----- Data for this task

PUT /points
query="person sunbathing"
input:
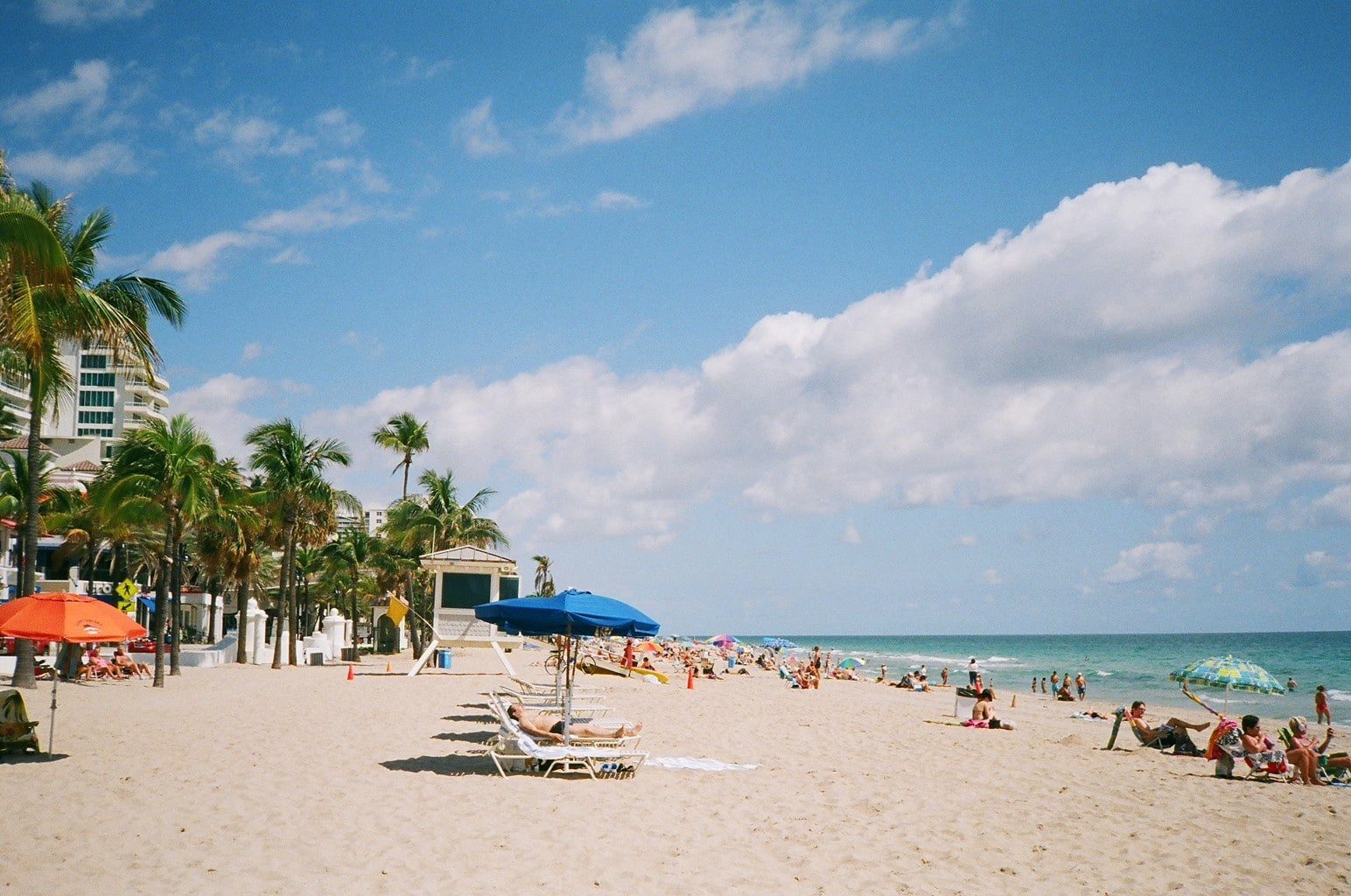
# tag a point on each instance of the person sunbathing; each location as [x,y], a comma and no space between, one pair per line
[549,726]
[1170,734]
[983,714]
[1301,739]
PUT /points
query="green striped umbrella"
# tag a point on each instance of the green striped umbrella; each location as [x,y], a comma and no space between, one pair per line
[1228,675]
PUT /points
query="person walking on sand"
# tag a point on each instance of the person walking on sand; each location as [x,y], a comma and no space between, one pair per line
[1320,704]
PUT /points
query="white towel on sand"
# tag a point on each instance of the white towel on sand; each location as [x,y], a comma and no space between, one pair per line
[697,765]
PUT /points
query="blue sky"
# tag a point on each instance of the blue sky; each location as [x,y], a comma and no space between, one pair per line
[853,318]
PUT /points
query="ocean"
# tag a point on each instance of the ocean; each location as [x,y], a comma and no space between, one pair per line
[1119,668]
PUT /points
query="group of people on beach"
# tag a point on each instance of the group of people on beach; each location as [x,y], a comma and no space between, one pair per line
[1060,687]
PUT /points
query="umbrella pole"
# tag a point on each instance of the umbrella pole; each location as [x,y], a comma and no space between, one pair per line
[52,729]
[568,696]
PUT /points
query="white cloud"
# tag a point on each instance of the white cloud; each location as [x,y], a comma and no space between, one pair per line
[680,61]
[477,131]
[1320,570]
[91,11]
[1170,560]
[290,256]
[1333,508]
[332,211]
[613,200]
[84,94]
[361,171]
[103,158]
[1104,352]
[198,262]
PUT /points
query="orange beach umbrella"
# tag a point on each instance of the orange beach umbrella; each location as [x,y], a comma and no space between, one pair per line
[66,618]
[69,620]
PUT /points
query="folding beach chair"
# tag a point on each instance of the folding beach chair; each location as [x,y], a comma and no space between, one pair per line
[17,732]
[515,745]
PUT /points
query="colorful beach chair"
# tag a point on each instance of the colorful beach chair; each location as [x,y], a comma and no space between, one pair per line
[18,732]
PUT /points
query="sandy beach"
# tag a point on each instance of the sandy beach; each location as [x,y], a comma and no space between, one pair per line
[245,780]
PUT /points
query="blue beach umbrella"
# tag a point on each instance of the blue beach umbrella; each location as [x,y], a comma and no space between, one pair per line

----------

- Exercise requirements
Without the pictures, copy all of the entries exactly as they appear.

- Output of the task
PUT /points
query="person sunbathing"
input:
# tag a point on each instance of the person sunbathing; each location as [x,y], a comma and no space between, one pair per line
[549,726]
[1170,734]
[983,714]
[1301,739]
PUT /points
query="green striped umbrella"
# tag a point on each instance of the green striped umbrella; each location as [x,y], a comma and no space between, one pair per line
[1228,675]
PUT /points
query="person walking on sand"
# tag a point on each instance of the person walking on sand; each location as [x,y], a comma and no space between, one pair per line
[1320,704]
PUT /points
query="white towel on sand"
# tag a point on each instance of the white towel on sand; each location as [x,y], a comma and no space between, one pair per line
[697,765]
PUT /points
query="blue sky"
# tag a point on each instance of the blue sky; each location as [x,y], a comma and no space between, one pair per line
[853,318]
PUT /points
query="ocean"
# tag a point on each instance of the ocean; each location as [x,y], a comma and no space between, one pair per line
[1119,668]
PUT /points
query="group of people on beach"
# tag a point on each instance of the group of people on beach; each location as [x,y], a comma and no space between, one pair per line
[1060,687]
PUT /points
query="umbrella pole"
# tag a point on each instance of the umbrella pole; each location as [x,y], a comma and no space between, one pair per line
[52,729]
[568,696]
PUT /points
query="white cloud"
# tag a point on each instance of the white cloud; each location as [x,y], a comma and no space between, one pair per line
[680,61]
[477,131]
[1320,570]
[91,11]
[1170,560]
[290,256]
[1333,508]
[332,211]
[613,200]
[84,94]
[361,171]
[103,158]
[1104,352]
[198,262]
PUT /points
query="orange beach umbrella"
# tag a point on each instance of the orange beach umbrella; each location as [x,y], a comma and no space between, one pair per line
[66,618]
[69,620]
PUT /points
query="folding beach chair"
# tag a point on each instance of the folding beach chair; each location as [x,y], a comma and no space between, one pair per line
[17,732]
[515,745]
PUT /points
query="colorful beach chair"
# tag a point on each instance of the colorful beach chair; each location as [x,y], a comma and no space between, one pair per line
[18,732]
PUT /points
query="sandy beach"
# tag a point on each instance of the sandy beach; each location as [x,y], a comma and no space between, one pair per line
[245,780]
PUT /points
query="blue beach umbrella"
# tag a point on each instance of the blue beach umbrella; each location as [x,y], a comma and no space between, one pair per line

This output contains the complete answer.